→ **Given information**:
= = = = =

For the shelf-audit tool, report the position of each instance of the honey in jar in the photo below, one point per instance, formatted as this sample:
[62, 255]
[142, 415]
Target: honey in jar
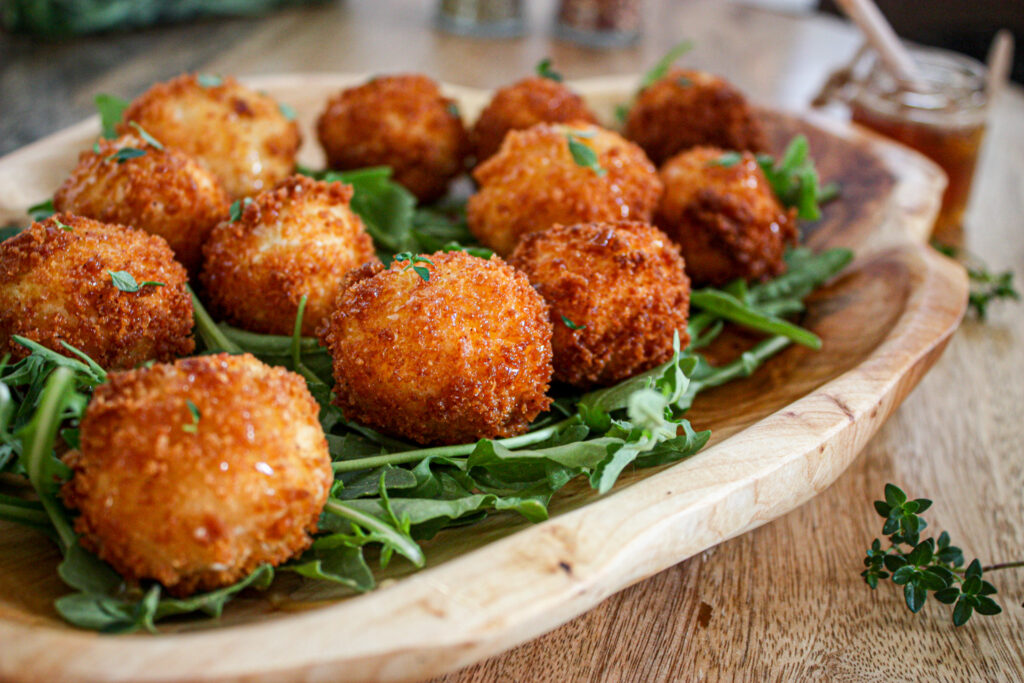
[943, 118]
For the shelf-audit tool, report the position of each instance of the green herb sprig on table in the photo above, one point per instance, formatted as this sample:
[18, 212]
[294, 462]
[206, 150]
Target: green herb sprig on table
[795, 179]
[929, 565]
[986, 286]
[583, 154]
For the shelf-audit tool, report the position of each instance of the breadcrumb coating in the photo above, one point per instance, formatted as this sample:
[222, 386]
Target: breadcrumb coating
[298, 239]
[198, 503]
[725, 218]
[238, 133]
[622, 286]
[164, 191]
[687, 109]
[534, 182]
[522, 104]
[398, 121]
[462, 356]
[55, 287]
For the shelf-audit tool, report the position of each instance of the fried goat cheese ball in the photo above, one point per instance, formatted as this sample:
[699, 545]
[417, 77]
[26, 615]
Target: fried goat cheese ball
[299, 239]
[196, 473]
[56, 286]
[398, 121]
[238, 133]
[725, 217]
[463, 355]
[163, 191]
[522, 104]
[559, 173]
[617, 294]
[687, 109]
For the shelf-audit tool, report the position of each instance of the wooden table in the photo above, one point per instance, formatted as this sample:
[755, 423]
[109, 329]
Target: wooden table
[782, 602]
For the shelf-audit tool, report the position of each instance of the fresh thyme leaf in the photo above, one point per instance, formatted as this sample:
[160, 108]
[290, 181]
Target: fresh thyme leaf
[726, 160]
[986, 286]
[196, 416]
[41, 211]
[658, 71]
[124, 154]
[238, 207]
[111, 110]
[145, 135]
[413, 259]
[570, 325]
[929, 565]
[583, 154]
[126, 283]
[544, 70]
[209, 80]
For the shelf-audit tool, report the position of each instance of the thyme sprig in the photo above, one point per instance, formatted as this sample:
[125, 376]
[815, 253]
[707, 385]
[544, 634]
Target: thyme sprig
[930, 565]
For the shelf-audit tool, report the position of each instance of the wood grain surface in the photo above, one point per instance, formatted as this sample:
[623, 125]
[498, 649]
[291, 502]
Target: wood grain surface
[783, 602]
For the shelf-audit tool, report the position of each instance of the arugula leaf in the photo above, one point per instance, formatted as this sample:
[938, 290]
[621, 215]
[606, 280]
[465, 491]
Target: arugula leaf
[795, 180]
[124, 154]
[111, 110]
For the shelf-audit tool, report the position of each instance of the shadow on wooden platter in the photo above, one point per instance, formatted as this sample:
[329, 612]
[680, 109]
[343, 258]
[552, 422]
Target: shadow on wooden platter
[779, 436]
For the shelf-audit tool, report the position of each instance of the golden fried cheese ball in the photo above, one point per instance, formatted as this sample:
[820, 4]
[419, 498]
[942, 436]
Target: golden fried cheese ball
[164, 191]
[463, 355]
[617, 294]
[55, 285]
[398, 121]
[299, 239]
[686, 109]
[196, 473]
[522, 104]
[238, 133]
[536, 181]
[721, 211]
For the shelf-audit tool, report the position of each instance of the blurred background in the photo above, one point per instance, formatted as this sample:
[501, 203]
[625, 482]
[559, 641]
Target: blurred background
[64, 51]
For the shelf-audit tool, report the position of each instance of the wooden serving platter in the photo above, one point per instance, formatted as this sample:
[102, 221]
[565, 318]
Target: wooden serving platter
[779, 437]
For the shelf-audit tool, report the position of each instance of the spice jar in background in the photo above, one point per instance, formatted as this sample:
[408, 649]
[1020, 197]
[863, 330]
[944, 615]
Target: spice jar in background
[599, 23]
[943, 118]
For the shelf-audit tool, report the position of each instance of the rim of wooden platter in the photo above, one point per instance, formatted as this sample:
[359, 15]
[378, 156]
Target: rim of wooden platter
[517, 588]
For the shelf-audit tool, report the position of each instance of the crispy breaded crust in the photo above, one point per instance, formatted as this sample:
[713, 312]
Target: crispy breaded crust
[463, 356]
[624, 283]
[686, 109]
[164, 191]
[54, 287]
[300, 238]
[522, 104]
[534, 182]
[398, 121]
[240, 134]
[726, 219]
[198, 510]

= = = = =

→ **Exercise description**: A verbatim copy of the listing is required, with all pictures left out.

→ **The answer**:
For the shelf-audit tool, report the position of each instance of the honey in jar in the photo below, one point per instance, formatted as this sample:
[62, 255]
[142, 415]
Target: honey in jar
[943, 118]
For the shelf-audit tool, report the position of each instance of the green herb sprig on table in the photo above, one point per instance, formatted as this sample:
[18, 212]
[294, 462]
[206, 150]
Target: green herb sprig on table
[795, 179]
[929, 565]
[986, 286]
[583, 154]
For the shelf-audit tool, report the position of each instance of the breadcrumb coating in the photo above, one point per instance, formatted as this sample:
[222, 386]
Target: breadcrumb coating
[298, 239]
[198, 503]
[725, 218]
[238, 133]
[622, 286]
[164, 191]
[687, 109]
[534, 182]
[522, 104]
[398, 121]
[462, 356]
[55, 287]
For the shelf-audit tool, report the position of each instance of the fried goat cheese ball in the photo above, one point per instance, formatted as this sample:
[699, 545]
[417, 77]
[26, 615]
Target: fried goat cheese ball
[299, 239]
[196, 473]
[56, 286]
[398, 121]
[238, 133]
[725, 217]
[463, 355]
[163, 191]
[522, 104]
[559, 173]
[617, 294]
[687, 109]
For the shelf-audit tool, report the position of each instance of the wooden table in the photo above, one point per instance, formatted as this sample:
[755, 423]
[109, 329]
Target: wooden table
[782, 602]
For the shelf-audit tool, report the position of each instance of the fresh thyme leaf in the photo above, one point per instance, formatted as this sample:
[160, 108]
[290, 181]
Target: fresh thyme leaf
[726, 160]
[986, 286]
[196, 416]
[41, 211]
[658, 71]
[124, 154]
[238, 207]
[111, 110]
[145, 135]
[413, 259]
[570, 325]
[929, 565]
[583, 154]
[126, 283]
[544, 70]
[209, 80]
For the shelf-audit tool, report the position of each instance of the thyme sprig in the photo above, one point per instance, formatted as this sample:
[125, 376]
[815, 253]
[707, 385]
[544, 634]
Target: thyme sprig
[930, 565]
For the shelf-audit tool, report the position of each instance of the wood grain surface in the photo above, one point per instance, formatted as this sample:
[623, 125]
[498, 649]
[291, 502]
Target: wood grain surface
[783, 602]
For the shelf-audit tool, report the position of each instance of the arugula leaf in the photo above, one point per instance, formatted as this sample:
[938, 290]
[621, 215]
[606, 280]
[465, 491]
Target: arugula leaf
[795, 180]
[124, 154]
[111, 110]
For the shelf-audit tool, report the position of each instance of the shadow on wooden platter in the photo above, one point per instance, formatted as this sample:
[329, 612]
[680, 109]
[343, 258]
[552, 422]
Target: shadow on wooden platter
[779, 436]
For the shelf-audit tool, report the position of each instance of the golden fried cheese ball in the photo above, one point per instance, formatted as this sample:
[820, 4]
[419, 498]
[942, 436]
Target: golden fried cheese ball
[164, 191]
[463, 355]
[617, 294]
[55, 285]
[398, 121]
[299, 239]
[686, 109]
[196, 473]
[522, 104]
[238, 133]
[536, 181]
[721, 211]
For the shelf-audit tool, report the position of each instance of the blurred background in the photo above, one point per instance, formatted as this sample:
[501, 203]
[625, 482]
[559, 641]
Target: blurred background
[64, 51]
For the shelf-audit tool, report the position of each instance of the wooden serving platter in the photo above, one point per instance, formatted as this sample:
[102, 221]
[565, 318]
Target: wooden serving platter
[779, 437]
For the shelf-audit tool, report the position of each instance of the spice jar in background in the photo above, one point per instance, formatted as this sample:
[408, 649]
[1020, 197]
[863, 330]
[944, 615]
Target: spice jar in background
[599, 23]
[943, 118]
For the shelf-audit tool, report the position of each instance of the rim of wooden platter in the photo above, one point per instance, formatted as this sample:
[359, 15]
[378, 156]
Target: rim of wooden platter
[517, 588]
For the shelf-audit tool, report the position of each instance of the crispy breaded crust in the photo above, one point per instance, formatted as this sample:
[713, 312]
Target: crispy breaded crust
[463, 356]
[624, 283]
[686, 109]
[164, 191]
[54, 287]
[300, 238]
[522, 104]
[534, 182]
[398, 121]
[240, 134]
[726, 219]
[198, 510]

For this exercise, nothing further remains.